== Série de consignes ==
A. Répondez aux questions suivantes à partir du texte sur le droit à l'information en matière de déchets.
(i) Quelle loi reprend ensuite l'article de la loi du 15 juillet 1975 ?
(ii) Quels acteurs les lois de 1975 et de 1988 concernent-elles ?
(iii) Dans le cadre de quelle loi sont établis les documents que l'exploitant d'une installation d'élimination de déchets doit communiquer ?
B. Recopiez fidèlement l'extrait du texte sur le droit à l'information en matière de déchets qui commence à « Cet article de » et se termine à « traitement des déchets. ».

── Texte fourni

Le droit à l’information et les mesures visant à une concertation avec le public apparaissent en premier lieu dans un texte concernant la gestion des déchets. Il s’agit de la loi du 15 juillet 1975 sur les déchets :

« toute personne a droit à une information sur les nuisances générées par l’activité des déchets et sur les mesures prises pour les prévenir ou les compenser » (loi du 15 juillet 1975, article 3.1).

Cet article de la loi de 1975 est ensuite repris dans la loi du 30 décembre 1988 qui stipule que :

« toute personne a le droit d’être informée sur les effets prévisibles pour la santé de l’homme et l’environnement, du ramassage, du transport, du traitement, du stockage, et du dépôt des déchets ainsi que les mesures prise pour prévenir ou compenser ces effets » (loi du 30 décembre 1988).

Ces deux lois concernent à la fois les collectivités chargées de traiter les déchets de leurs administrés, et les entreprises exploitantes de sites de traitement des déchets.
La loi du 13 juillet 1992 complète cela en indiquant qu’il s’agit :

« (d’)assurer l’information du public sur les effets pour l’environnement et la santé publique des opérations de production et d’élimination des déchets, sous réserve des règles de confidentialité prévues par la loi, ainsi que sur les mesures destinées à en prévenir ou à en compenser les effets préjudiciables » (loi du 13 juillet 1992).

Elle précise les devoirs d’information concernant l’exploitant. Le traitement des déchets doit s’accompagner de :

« la communication par l’exploitant d’une installation d’élimination de déchets des documents établis dans le cadre de la loi no 76-663 du 19 juillet 1976 précitée permettant de mesurer les effets de son activité sur la santé publique et sur l’environnement et exposant les mesures prises pour supprimer ou réduire les effets nocifs des déchets » (loi du 13 juillet 1992).

────
── Données fournies

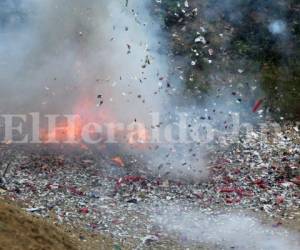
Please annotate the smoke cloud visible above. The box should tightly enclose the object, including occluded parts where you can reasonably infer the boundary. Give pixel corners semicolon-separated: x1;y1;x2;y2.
153;206;299;250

────

== Exercice corrigé ==
A.
(i) La loi du 30 décembre 1988.
(ii) Les collectivités chargées de traiter les déchets de leurs administrés et les entreprises exploitantes de sites de traitement des déchets.
(iii) La loi no 76-663 du 19 juillet 1976.

B.
Cet article de la loi de 1975 est ensuite repris dans la loi du 30 décembre 1988 qui stipule que :

« toute personne a le droit d’être informée sur les effets prévisibles pour la santé de l’homme et l’environnement, du ramassage, du transport, du traitement, du stockage, et du dépôt des déchets ainsi que les mesures prise pour prévenir ou compenser ces effets » (loi du 30 décembre 1988).

Ces deux lois concernent à la fois les collectivités chargées de traiter les déchets de leurs administrés, et les entreprises exploitantes de sites de traitement des déchets.